▶ _Extract provided_:
▼▼▼

Study Highlights “Vicious Cycle” Of Workplace Incivility

A new study has found that employees who experience or witness incivilities are more likely to be uncivil to others — a worrying trend that could intensify as people return to in-person work. (Annie Spratt/Unsplash)

OREGON, Ill. — A new study has found that employees who experience or witness incivilities are more likely to be uncivil to others. This is a worrying trend that could intensify as people return to in-person work.

The study’s findings, “Occupational health psychology research and Covid-19 pandemic,” were published in the “Journal of Occupational Health Psychology.”

“People have gotten used to not having to engage in interpersonal communication as much, and that can take an already distressing or tense situation and exacerbate it because people are out of the practice of not having to have difficult conversations,” said Larry Martinez, co-author of the study and associate professor of industrial-organizational psychology.

“These spirals that we’re seeing might be stronger in a post-pandemic world,” said Martinez.

Uncivil behavior at work can range from criticizing someone in public, rude or obnoxious behavior, or withholding important information to more subtle acts such as arriving late to a meeting, checking email or texting during a meeting, or ignoring or interrupting a colleague. Incivility can mean different things to different people, so that it can be easily overlooked or missed.

“Incivility is typically ambiguous and not very intense, but it has harmful effects all the same,” said Lauren Park, a recent Ph.D. graduate in industrial-organizational psychology who now works as an HR research scientist.

Park and Martinez’s study is the first comprehensive review of its kind to analyze the factors that predict uncivil behavior in workplaces. They focused on the instigator’s perspective to better understand incivility and stop it at its source.

Among the findings, employees who have more control over their jobs are less likely to reciprocate incivility. Researchers suggest that employees with greater job control have more freedom in deciding when and how their work tasks are completed. This offers them the time and energy to seek social or organizational support, mentally and physically detach from work, reflect on the situation, or confront their uncivil colleague. Employees whose immediate team or workgroup engages in more civil behavior are less likely to reciprocate incivility. Also, older employees are less likely to return incivility.

▲▲▲

▶ _Given data_:
▼▼▼

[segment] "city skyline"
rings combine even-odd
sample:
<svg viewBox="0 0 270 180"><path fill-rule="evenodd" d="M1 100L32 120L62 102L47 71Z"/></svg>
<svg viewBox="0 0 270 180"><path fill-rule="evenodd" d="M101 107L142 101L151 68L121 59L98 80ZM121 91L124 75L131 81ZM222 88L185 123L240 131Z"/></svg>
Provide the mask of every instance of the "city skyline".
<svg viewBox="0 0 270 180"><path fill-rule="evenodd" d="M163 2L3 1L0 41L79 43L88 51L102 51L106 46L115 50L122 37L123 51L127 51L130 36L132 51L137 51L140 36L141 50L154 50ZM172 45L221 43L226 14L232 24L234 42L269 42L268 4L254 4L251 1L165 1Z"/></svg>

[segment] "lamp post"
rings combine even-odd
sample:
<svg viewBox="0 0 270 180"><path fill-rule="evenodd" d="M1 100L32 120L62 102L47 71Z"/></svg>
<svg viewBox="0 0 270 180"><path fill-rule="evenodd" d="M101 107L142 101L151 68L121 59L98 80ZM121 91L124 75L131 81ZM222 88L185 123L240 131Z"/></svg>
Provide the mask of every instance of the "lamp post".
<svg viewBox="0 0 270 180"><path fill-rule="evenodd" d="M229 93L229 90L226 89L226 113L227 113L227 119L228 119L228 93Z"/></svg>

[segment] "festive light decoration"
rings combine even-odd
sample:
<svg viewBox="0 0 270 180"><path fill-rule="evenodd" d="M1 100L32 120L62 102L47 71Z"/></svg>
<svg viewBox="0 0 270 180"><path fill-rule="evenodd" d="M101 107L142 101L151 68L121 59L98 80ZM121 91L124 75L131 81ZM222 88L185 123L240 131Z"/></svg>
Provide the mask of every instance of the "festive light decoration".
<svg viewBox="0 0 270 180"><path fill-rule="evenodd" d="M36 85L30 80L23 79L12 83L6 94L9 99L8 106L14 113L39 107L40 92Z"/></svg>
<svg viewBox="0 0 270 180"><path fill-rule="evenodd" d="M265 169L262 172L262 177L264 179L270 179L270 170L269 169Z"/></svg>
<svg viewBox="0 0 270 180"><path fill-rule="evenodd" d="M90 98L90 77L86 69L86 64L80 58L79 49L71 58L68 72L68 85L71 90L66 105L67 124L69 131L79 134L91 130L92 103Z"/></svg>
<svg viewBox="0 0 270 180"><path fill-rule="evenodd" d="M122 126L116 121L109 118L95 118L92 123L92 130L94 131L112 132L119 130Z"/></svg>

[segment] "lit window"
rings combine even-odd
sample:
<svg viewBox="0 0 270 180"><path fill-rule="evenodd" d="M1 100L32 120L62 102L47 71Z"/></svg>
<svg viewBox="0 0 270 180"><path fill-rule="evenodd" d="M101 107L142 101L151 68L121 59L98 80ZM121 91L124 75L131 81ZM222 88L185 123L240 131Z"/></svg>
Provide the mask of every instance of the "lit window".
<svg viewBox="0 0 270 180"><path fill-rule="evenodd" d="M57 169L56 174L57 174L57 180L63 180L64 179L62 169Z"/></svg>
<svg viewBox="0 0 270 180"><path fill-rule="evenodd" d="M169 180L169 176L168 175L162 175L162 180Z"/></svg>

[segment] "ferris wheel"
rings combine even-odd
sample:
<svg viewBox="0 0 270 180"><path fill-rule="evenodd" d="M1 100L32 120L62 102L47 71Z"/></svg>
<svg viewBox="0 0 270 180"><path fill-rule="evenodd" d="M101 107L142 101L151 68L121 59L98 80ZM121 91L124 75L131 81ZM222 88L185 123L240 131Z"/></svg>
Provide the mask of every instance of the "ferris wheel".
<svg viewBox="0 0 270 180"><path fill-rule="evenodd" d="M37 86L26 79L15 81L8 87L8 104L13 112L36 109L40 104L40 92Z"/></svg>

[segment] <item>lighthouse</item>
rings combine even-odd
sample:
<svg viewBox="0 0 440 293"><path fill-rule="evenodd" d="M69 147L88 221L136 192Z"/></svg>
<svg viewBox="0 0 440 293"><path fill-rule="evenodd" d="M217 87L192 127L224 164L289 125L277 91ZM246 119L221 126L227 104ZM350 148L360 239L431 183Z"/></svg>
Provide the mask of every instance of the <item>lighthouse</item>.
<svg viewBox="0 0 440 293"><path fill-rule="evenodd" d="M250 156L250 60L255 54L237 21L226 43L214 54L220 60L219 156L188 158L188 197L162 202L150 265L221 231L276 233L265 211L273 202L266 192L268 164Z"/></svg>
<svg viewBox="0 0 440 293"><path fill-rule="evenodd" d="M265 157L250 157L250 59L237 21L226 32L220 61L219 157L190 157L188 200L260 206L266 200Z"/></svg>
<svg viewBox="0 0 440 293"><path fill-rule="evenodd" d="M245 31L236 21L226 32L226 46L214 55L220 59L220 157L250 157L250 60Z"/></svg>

▲▲▲

▶ _Assignment_:
Could you condense the paragraph of the workplace incivility article that begins "Among the findings" into a short bulleted list that keeps its main facts? The entries come from a different source than the article on workplace incivility.

▶ _Worked solution_:
- Employees with more control over their jobs are less likely to reciprocate incivility.
- Researchers suggest that greater job control lets people decide when and how to do their tasks. That gives them time and energy to:
  - seek social or organizational support
  - detach mentally and physically from work
  - reflect on the situation
  - confront the uncivil colleague
- Employees whose immediate team or workgroup behaves more civilly are less likely to reciprocate incivility.
- Older employees are less likely to return incivility.